**Exercise task A**
Answer these questions using the ari pathiri recipe:
(i) With what is ari pathiri served?
(ii) For how long should the covered mixture be kept on a slow fire before the stove is switched off?
(iii) For about how many minutes should the dough be kneaded with both hands?
**Exercise task B**
Duplicate the ari pathiri recipe word for word, starting with "Ingredients" and going on through "off the stove.".

**Extract provided**
::::

Ari Pathiri
Gluten free, eggless, fat free, feather light delicious flat breads!!!!!
Ari pathiri is a featherlight white flat bread of Kerala. Pathiri is a favourite among Keralites, especially Muslims and is prepared and served on their special occasions of marriages and Iftar, during the month of Ramadan. Known by various names ari pathir, ari pathil or pathi, in some parts of the Malabar region there are numerous varieties like Neipathiri, Erachi pathiri, Poricha pathiri, etc. Ari pathiri is served hot with freshly extracted coconut milk and meat curry.
Recipe is the courtesy of our dearest family friend Asaf and Jisna.
Ingredients
Instructions
Sieve the roasted rice powder/pathiri podi using a fine mesh.
Boil the water in a wok or heavy bottom pan. Add salt and simmer.
Slowly add the roasted rice powder/pathiri podi and stir continuously over low heat, but you must ensure it does not get burnt.
Cover this and keep on a slow fire for 10 seconds. Switch off the stove.
As the dough will be very hot at this point, knead the dough with metal spoon. Let it reach a warm condition.
You have to knead the dough when it is warm. Knead the dough thoroughly using both hands for about 5 minutes without adding any more water till the dough comes together with a uniform smooth surface and is no longer sticky. (Note: Kneading the dough has to be done thoroughly and at one single stretch. This is the most important part. The key to soft pathiri is to keep kneading until the dough is less sticky and could be divided into small balls, don't add water or rice powder again. If needed, wet hands or apply a little coconut oil on palms. Any water or any flour added at this point will change the texture of the pathiri.)

::::

**Information supplied**
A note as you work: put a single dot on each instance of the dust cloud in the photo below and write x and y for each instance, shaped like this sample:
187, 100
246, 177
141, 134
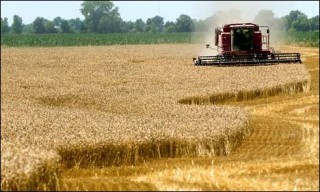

::::

**Task response A**
(i) It is served hot with freshly extracted coconut milk and meat curry.
(ii) 10 seconds.
(iii) About 5 minutes.

**Task response B**
Ingredients
Instructions
Sieve the roasted rice powder/pathiri podi using a fine mesh.
Boil the water in a wok or heavy bottom pan. Add salt and simmer.
Slowly add the roasted rice powder/pathiri podi and stir continuously over low heat, but you must ensure it does not get burnt.
Cover this and keep on a slow fire for 10 seconds. Switch off the stove.